Record list |

....

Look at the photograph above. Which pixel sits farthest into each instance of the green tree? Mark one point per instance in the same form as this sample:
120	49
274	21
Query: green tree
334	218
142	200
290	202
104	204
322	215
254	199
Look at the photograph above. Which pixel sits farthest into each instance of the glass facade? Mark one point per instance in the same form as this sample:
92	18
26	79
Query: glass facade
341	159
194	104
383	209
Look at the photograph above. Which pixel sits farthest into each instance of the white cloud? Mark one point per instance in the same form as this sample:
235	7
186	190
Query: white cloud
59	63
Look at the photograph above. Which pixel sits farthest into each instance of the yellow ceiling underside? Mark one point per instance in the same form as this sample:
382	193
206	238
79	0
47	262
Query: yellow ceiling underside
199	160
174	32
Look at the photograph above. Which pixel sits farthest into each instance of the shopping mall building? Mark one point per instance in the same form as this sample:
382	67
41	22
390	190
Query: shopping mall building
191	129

....

What this task involves | Quote every item above word for word, keeping each line and its spacing as shown.

Full output |
Look at the photograph above. Which pixel sits farthest into each instance of the green tree? Mark one point per instance in the same form as this sample:
120	49
274	21
Query: green tree
334	218
142	200
290	202
104	204
322	215
254	199
Look at the photograph above. Which pixel sits farthest into each instance of the glass facade? Mark one point per instance in the same form as this sample:
92	18
26	79
Query: glass facade
341	159
194	104
383	209
Look at the photograph above. Which pixel sits farthest into each instance of the white cloud? Mark one point per instance in the same form as this sample:
235	7
186	190
Query: white cloud
59	63
Look at the photograph above. Which pixel sits farthest into each instance of the yellow ceiling underside? Mark one point per instance in the same form as this sample:
382	193
206	238
79	0
47	262
Query: yellow ceiling underside
199	160
174	32
Look at the photograph above. Which pixel sits farthest into each instance of the shopping mall building? Mark one point per instance in the same form as this sample:
382	67
41	22
390	190
Query: shopping mall building
191	129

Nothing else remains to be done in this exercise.